> Stored records

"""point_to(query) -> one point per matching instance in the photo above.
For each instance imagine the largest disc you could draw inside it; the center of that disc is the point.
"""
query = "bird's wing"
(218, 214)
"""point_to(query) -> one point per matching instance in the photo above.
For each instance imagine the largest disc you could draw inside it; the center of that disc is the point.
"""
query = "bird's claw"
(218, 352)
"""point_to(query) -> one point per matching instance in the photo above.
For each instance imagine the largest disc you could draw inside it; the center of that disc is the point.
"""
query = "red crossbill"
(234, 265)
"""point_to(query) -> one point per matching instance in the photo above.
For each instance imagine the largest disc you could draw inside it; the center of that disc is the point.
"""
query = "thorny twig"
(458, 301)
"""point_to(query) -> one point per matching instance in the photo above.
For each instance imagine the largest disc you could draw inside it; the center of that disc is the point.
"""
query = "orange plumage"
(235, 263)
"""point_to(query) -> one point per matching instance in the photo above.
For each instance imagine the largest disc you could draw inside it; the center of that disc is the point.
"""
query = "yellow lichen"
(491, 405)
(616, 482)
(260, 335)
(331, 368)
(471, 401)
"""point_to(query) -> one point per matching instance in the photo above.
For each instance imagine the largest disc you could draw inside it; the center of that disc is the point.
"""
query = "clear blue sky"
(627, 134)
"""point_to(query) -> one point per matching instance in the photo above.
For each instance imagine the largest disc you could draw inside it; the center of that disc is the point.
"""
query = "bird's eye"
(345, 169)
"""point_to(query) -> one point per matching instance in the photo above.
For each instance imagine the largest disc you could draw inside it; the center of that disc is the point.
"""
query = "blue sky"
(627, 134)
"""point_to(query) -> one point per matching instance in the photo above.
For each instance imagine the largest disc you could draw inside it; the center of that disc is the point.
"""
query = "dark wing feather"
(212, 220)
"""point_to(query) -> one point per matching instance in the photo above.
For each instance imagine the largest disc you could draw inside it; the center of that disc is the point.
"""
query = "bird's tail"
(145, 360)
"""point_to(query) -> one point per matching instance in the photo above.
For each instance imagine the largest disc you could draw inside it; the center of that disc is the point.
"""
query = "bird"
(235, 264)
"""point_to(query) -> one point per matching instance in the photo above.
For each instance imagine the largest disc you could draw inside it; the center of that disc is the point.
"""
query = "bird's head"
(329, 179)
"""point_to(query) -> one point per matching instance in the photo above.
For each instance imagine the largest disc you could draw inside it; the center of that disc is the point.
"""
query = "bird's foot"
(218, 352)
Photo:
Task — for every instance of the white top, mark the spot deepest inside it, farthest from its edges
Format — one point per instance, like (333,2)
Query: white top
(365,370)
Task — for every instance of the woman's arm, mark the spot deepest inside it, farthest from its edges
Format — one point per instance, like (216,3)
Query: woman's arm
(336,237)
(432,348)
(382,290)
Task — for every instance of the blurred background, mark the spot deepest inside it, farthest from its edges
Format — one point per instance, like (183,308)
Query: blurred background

> What the task requires
Write out the records above again, substituting "hazy background" for every occurrence of "blurred background" and changing nothing else.

> Task answer
"""point_to(query) -> one point per matching instance in the photo above.
For each instance imagine the largest disc you could draw inside it; the center of that disc is the point.
"""
query = "bird's wing"
(218, 214)
"""point_to(query) -> one point per matching instance in the photo above.
For each instance imagine the largest disc you could draw inside it; the center of that disc is the point.
"""
query = "bird's claw"
(218, 352)
"""point_to(query) -> one point per matching instance in the photo above.
For each instance imagine the largest disc you could draw inside it; the center of that disc is the point.
"""
query = "red crossbill"
(234, 265)
"""point_to(query) -> one point per matching instance in the photo above.
For each instance imagine the largest disc you could draw inside it; the center of that disc is the point.
"""
query = "thorny twig"
(458, 301)
"""point_to(query) -> one point per matching instance in the photo above.
For each instance imagine the largest disc you could draw inside it; the center of that disc is the point.
"""
query = "orange plumage"
(235, 263)
"""point_to(query) -> one point per matching instance in the photo above.
For each instance imagine the largest disc you could draw inside it; the center of that disc is the point.
"""
query = "yellow lichen"
(491, 405)
(616, 482)
(260, 335)
(331, 368)
(471, 401)
"""point_to(query) -> one point per matching instance in the photo above.
For each instance imagine the largest disc you could draw inside it; the center of that disc is the point.
"""
query = "clear blue sky"
(627, 134)
"""point_to(query) -> one point per matching instance in the photo above.
For each instance imagine the largest disc you could draw inside it; the center of that disc is the point.
"""
query = "bird's eye"
(345, 169)
"""point_to(query) -> one point per matching instance in the photo above.
For each instance imagine the largest disc you could draw inside it; the center of that disc is the point.
"""
query = "blue sky"
(627, 134)
"""point_to(query) -> one point per matching instance in the photo above.
For each instance imagine the largest disc you could draw inside it; the center of that disc is the point.
"""
query = "dark wing feather"
(212, 220)
"""point_to(query) -> one point per matching instance in the photo above.
For each instance imagine the largest disc you could draw inside it; the center of that disc is the point.
"""
query = "bird's tail"
(145, 360)
"""point_to(query) -> one point per matching instance in the photo above.
For each instance imagine the largest disc you could draw inside it; the center of that disc is the point.
"""
query = "bird"
(235, 264)
"""point_to(query) -> one point per matching instance in the photo above.
For each instance imagine the largest disc you could draw inside it; the center of that disc is the point.
"""
query = "bird's head"
(329, 179)
"""point_to(query) -> one point per matching instance in the photo above.
For each instance imagine the largest disc you could draw inside it; the center of that disc is the point.
"""
query = "bird's foot"
(218, 352)
Photo:
Task — for every instance of the white top, mark the spot deepest inside it, farthest from its edges
Format — one point per instance, like (333,2)
Query: white top
(365,370)
Task — for every instance of the woman's arm, mark the spot deepest inside it, farthest from its edges
Format — one point per instance, like (216,3)
Query: woman's arm
(336,237)
(432,348)
(382,290)
Task — for every instance of the hazy background, mark the spot deepest inside it, farthest from its edges
Format — one point per instance, like (183,308)
Query: hazy background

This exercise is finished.